Copy the records below exactly, leaving out every picture.

___ Dataset rows ___

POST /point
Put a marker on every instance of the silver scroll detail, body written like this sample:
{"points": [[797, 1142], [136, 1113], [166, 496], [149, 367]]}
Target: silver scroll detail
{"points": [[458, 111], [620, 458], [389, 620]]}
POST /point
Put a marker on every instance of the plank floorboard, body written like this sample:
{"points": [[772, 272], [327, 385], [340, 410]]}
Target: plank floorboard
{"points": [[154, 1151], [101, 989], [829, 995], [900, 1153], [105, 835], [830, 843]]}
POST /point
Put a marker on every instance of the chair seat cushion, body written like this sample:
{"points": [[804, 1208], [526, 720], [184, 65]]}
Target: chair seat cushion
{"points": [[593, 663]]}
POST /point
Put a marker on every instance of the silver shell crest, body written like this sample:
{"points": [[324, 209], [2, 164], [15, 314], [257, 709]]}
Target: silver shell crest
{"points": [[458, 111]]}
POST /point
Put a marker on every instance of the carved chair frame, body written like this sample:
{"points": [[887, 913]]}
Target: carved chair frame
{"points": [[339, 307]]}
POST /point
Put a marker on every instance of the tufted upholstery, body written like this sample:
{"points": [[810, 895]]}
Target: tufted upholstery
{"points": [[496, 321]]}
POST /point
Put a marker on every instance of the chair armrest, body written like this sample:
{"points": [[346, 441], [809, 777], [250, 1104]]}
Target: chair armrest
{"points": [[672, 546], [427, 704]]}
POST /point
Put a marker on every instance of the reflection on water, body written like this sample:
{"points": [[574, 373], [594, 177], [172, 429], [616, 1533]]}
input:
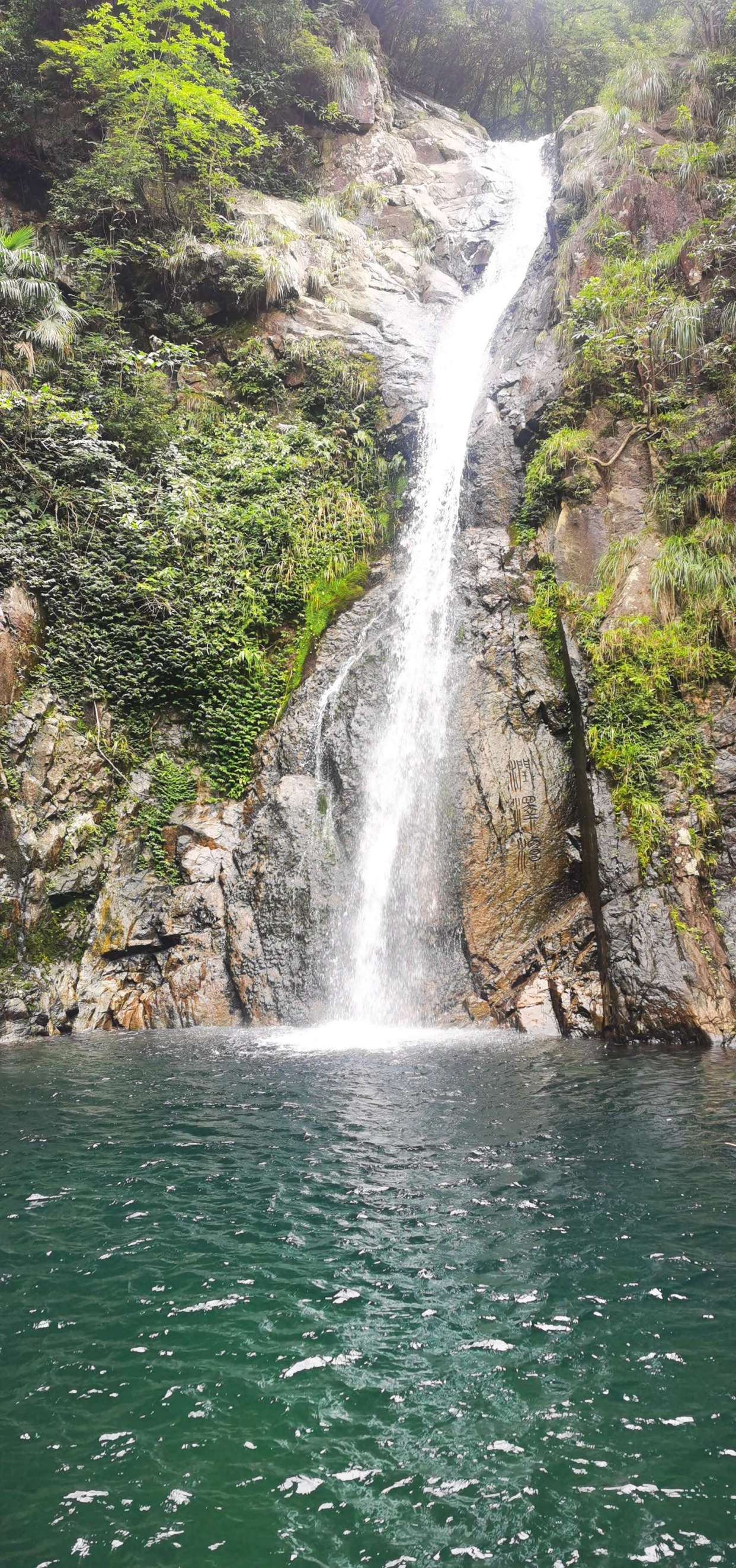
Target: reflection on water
{"points": [[396, 1300]]}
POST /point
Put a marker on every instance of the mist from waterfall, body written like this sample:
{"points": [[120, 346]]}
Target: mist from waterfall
{"points": [[386, 949]]}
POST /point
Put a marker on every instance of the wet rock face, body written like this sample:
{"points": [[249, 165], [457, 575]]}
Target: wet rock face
{"points": [[253, 922], [663, 953], [20, 639]]}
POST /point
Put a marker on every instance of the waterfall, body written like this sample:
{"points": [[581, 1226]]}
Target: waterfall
{"points": [[399, 869]]}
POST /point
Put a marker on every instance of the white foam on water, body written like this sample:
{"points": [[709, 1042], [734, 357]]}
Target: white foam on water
{"points": [[399, 871]]}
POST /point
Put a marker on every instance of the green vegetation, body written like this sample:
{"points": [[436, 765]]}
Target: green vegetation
{"points": [[171, 784], [189, 582], [649, 335], [37, 325]]}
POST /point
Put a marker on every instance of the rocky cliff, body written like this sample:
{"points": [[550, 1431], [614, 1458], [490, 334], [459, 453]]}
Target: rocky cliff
{"points": [[550, 924]]}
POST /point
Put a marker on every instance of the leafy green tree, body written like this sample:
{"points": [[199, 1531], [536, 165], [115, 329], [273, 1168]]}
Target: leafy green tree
{"points": [[35, 320], [156, 78]]}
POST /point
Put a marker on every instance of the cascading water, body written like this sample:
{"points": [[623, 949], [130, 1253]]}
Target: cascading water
{"points": [[399, 869]]}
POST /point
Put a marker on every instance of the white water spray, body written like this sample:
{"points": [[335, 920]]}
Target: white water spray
{"points": [[399, 863]]}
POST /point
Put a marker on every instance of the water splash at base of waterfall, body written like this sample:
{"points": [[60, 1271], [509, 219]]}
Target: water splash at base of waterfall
{"points": [[386, 948]]}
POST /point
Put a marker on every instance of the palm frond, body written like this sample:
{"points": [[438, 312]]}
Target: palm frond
{"points": [[642, 85], [679, 335]]}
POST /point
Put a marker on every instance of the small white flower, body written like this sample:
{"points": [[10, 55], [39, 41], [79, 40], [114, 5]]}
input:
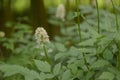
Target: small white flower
{"points": [[41, 35], [60, 13], [2, 34]]}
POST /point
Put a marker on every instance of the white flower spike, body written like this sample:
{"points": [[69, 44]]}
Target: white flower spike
{"points": [[41, 35], [60, 13]]}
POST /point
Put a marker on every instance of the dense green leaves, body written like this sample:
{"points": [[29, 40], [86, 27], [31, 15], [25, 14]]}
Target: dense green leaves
{"points": [[106, 76], [99, 63], [43, 66], [10, 70]]}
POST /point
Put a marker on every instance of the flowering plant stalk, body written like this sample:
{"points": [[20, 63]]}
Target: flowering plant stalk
{"points": [[42, 38]]}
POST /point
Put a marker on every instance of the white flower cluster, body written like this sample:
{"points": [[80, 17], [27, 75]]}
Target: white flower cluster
{"points": [[2, 34], [41, 35], [60, 13]]}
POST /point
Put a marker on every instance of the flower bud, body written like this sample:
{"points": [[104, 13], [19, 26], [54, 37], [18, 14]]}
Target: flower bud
{"points": [[41, 35], [60, 13]]}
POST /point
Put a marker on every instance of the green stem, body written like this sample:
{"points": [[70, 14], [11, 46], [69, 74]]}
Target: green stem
{"points": [[98, 16], [86, 61], [116, 16], [45, 51], [118, 56], [78, 18]]}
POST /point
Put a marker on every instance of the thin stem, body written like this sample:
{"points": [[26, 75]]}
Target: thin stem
{"points": [[78, 18], [98, 16], [116, 16], [45, 51], [85, 61]]}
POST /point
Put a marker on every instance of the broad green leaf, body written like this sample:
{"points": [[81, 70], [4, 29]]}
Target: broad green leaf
{"points": [[60, 47], [60, 55], [10, 70], [43, 66], [99, 63], [106, 76], [44, 76], [89, 42], [56, 69], [108, 55], [66, 75]]}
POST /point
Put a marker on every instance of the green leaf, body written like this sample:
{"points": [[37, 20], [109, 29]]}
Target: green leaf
{"points": [[56, 69], [89, 42], [108, 55], [66, 75], [60, 47], [44, 76], [99, 63], [10, 70], [43, 66], [106, 76], [60, 55]]}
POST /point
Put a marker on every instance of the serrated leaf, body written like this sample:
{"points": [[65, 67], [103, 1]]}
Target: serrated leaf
{"points": [[89, 42], [106, 76], [66, 75], [43, 66], [44, 76], [10, 70], [60, 55], [56, 69], [60, 47], [99, 63]]}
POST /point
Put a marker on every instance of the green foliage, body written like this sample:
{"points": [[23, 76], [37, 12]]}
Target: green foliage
{"points": [[94, 58]]}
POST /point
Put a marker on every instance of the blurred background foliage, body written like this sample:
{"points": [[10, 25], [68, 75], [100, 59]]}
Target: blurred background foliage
{"points": [[20, 18], [36, 12]]}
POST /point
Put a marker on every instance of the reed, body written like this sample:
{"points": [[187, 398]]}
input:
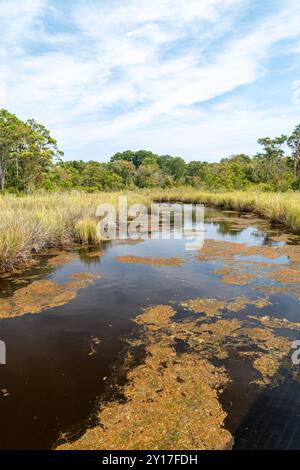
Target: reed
{"points": [[32, 223]]}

___

__Output for this exercise__
POST /point
Put a marker on every instance of the silver scroll detail, body written like this sample:
{"points": [[797, 1142], [136, 1113], [166, 496], [149, 367]]}
Target: silver scroll detail
{"points": [[458, 111], [620, 458], [389, 620]]}
POST /point
Put a marker on every instance of the plank floorboard, body written like this sample:
{"points": [[772, 272], [327, 385], [340, 410]]}
Target: plank floorboard
{"points": [[154, 1151], [101, 989], [829, 995], [900, 1153], [105, 835], [830, 843]]}
POST /point
Put a marker on every instance of the chair seat cushion, body written like this sample:
{"points": [[804, 1208], [526, 720], [184, 65]]}
Target: chair seat cushion
{"points": [[593, 663]]}
POST /point
Put a marker on every instance of the silver shell crest, body written like this sample:
{"points": [[324, 209], [2, 164], [15, 314], [257, 709]]}
Target: silver shell crest
{"points": [[458, 111]]}
POST /point
Put a marker on every instance of the carved chair frame, body written like this sample:
{"points": [[887, 913]]}
Target: carved chair frame
{"points": [[339, 307]]}
POST /point
Put a marker on every instance of the tufted upholstery, body written like this sample:
{"points": [[810, 895]]}
Target: tufted upholstery
{"points": [[496, 321]]}
POST /point
Put a marker on every instance of the chair armrest, body written like this sample:
{"points": [[346, 441], [809, 777], [250, 1104]]}
Target: chair armrest
{"points": [[672, 546], [427, 704]]}
POST /point
Put a marker on every instance of the reflection on water, body written like this sample:
{"points": [[574, 373], [594, 177], [172, 429], [616, 1533]]}
input:
Target: reflection on water
{"points": [[396, 1300]]}
POST /point
Put a marker on every instance of the mist from waterfall, body written like this sample:
{"points": [[120, 346]]}
Target: mist from waterfall
{"points": [[386, 949]]}
POST /point
Put a marker on every instance of the wet rock face, body written like this sample:
{"points": [[249, 165], [457, 575]]}
Target: wet rock face
{"points": [[253, 922], [663, 953], [20, 639]]}
POST /point
Put a marker on every instance of the waterfall, body written like this sample:
{"points": [[581, 1226]]}
Target: waterfall
{"points": [[399, 869]]}
POST /point
Put a marker on every instance of the white foam on water, body written like this sample:
{"points": [[709, 1042], [734, 357]]}
Target: white foam on water
{"points": [[399, 871]]}
POST /point
Put a marker on every instance of the green vegetation, body written like this sample:
{"points": [[436, 765]]}
Target: green vegetation
{"points": [[171, 784], [189, 582], [649, 335], [37, 325]]}
POST /point
Put a marker on every instance of the rocky cliff, body written like this sample:
{"points": [[550, 1431], [614, 1458], [490, 334], [459, 453]]}
Target: rocky cliff
{"points": [[550, 924]]}
POST /point
Put a marker on every instance of the leafy green tree, body written like this sample:
{"points": [[199, 1531], [536, 165], [115, 329], [273, 1168]]}
Target: leafy green tree
{"points": [[35, 320], [156, 78]]}
POST /point
Put a marker on every instance of the cascading water, body written like this sample:
{"points": [[623, 949], [130, 1253]]}
Target: cascading water
{"points": [[399, 869]]}
POST /point
Put a marker on every instance of the white water spray, body written like this sample:
{"points": [[335, 920]]}
Target: white water spray
{"points": [[399, 863]]}
POST /point
Put a marker on every instance of the water splash at base of waterfall, body written like this sample:
{"points": [[60, 1271], [509, 219]]}
Target: water splash at base of waterfall
{"points": [[386, 948]]}
POST /point
Put a marker on every instance of the palm frond, body written like this sample:
{"points": [[438, 312]]}
Target: palm frond
{"points": [[642, 85], [679, 335]]}
POST /point
Put a marker on every instance of the small white flower, body written like this sample:
{"points": [[10, 55], [39, 41], [79, 40], [114, 5]]}
input:
Target: small white flower
{"points": [[41, 35], [60, 13], [2, 34]]}
POST /point
Put a marker on every instance of the white flower spike, body written like this sample:
{"points": [[69, 44]]}
Target: white flower spike
{"points": [[41, 35], [60, 13]]}
POST /point
Put a marker on every instance of the dense green leaves, body written like this sample:
{"points": [[29, 40], [86, 27], [31, 15], [25, 14]]}
Target: dense green leaves
{"points": [[106, 76], [99, 63], [43, 66], [10, 70]]}
POST /point
Put a marker on every instance of the flowering plant stalk, body written like this sample:
{"points": [[20, 63]]}
Target: flowering plant stalk
{"points": [[42, 38]]}
POST /point
Put a marker on every instance of the white flower cluster, body written like this sample:
{"points": [[80, 17], [27, 75]]}
Target: white flower cluster
{"points": [[2, 34], [41, 35], [60, 13]]}
POST /point
Put a marker on every instance of the flower bud, body written like this sample:
{"points": [[104, 13], [19, 26], [54, 37], [18, 14]]}
Target: flower bud
{"points": [[41, 35], [60, 13]]}
POST /point
Put a marker on every instance of the green stem, body written like this sample:
{"points": [[70, 14], [11, 46], [69, 74]]}
Target: green stem
{"points": [[98, 16], [86, 61], [116, 16], [45, 51], [118, 56], [78, 18]]}
POST /point
Put a marker on every instance of the thin stem, body written like this sample:
{"points": [[26, 75]]}
Target: thin stem
{"points": [[78, 18], [98, 16], [116, 16], [45, 51], [85, 61]]}
POST /point
Put a marker on every instance of the broad green leaf, body written like this sample:
{"points": [[81, 70], [4, 29]]}
Target: broad green leaf
{"points": [[60, 47], [60, 55], [10, 70], [43, 66], [99, 63], [106, 76], [44, 76], [89, 42], [56, 69], [108, 55], [66, 75]]}
POST /point
Put a marker on every instance of the green leaf, body written like this sample:
{"points": [[37, 20], [109, 29]]}
Target: green leaf
{"points": [[56, 69], [89, 42], [108, 55], [66, 75], [60, 47], [44, 76], [99, 63], [10, 70], [43, 66], [106, 76], [60, 55]]}
POST /point
Put a marker on every instance of the serrated leaf, body written like this sample:
{"points": [[65, 67], [103, 1]]}
Target: serrated leaf
{"points": [[89, 42], [106, 76], [66, 75], [43, 66], [44, 76], [10, 70], [60, 55], [56, 69], [60, 47], [99, 63]]}
POST /point
Put a marker on every instance of the green foliage, body written like this sample:
{"points": [[23, 76], [37, 12]]}
Target: green foliage
{"points": [[94, 58]]}
POST /point
Put a marker on every instance of the blurred background foliage, body written like this sample:
{"points": [[10, 25], [68, 75], [100, 59]]}
Target: blurred background foliage
{"points": [[20, 18], [36, 12]]}
POST /point
Put a marker on every instance of the reed, body written like this sample:
{"points": [[187, 398]]}
input:
Target: reed
{"points": [[32, 223]]}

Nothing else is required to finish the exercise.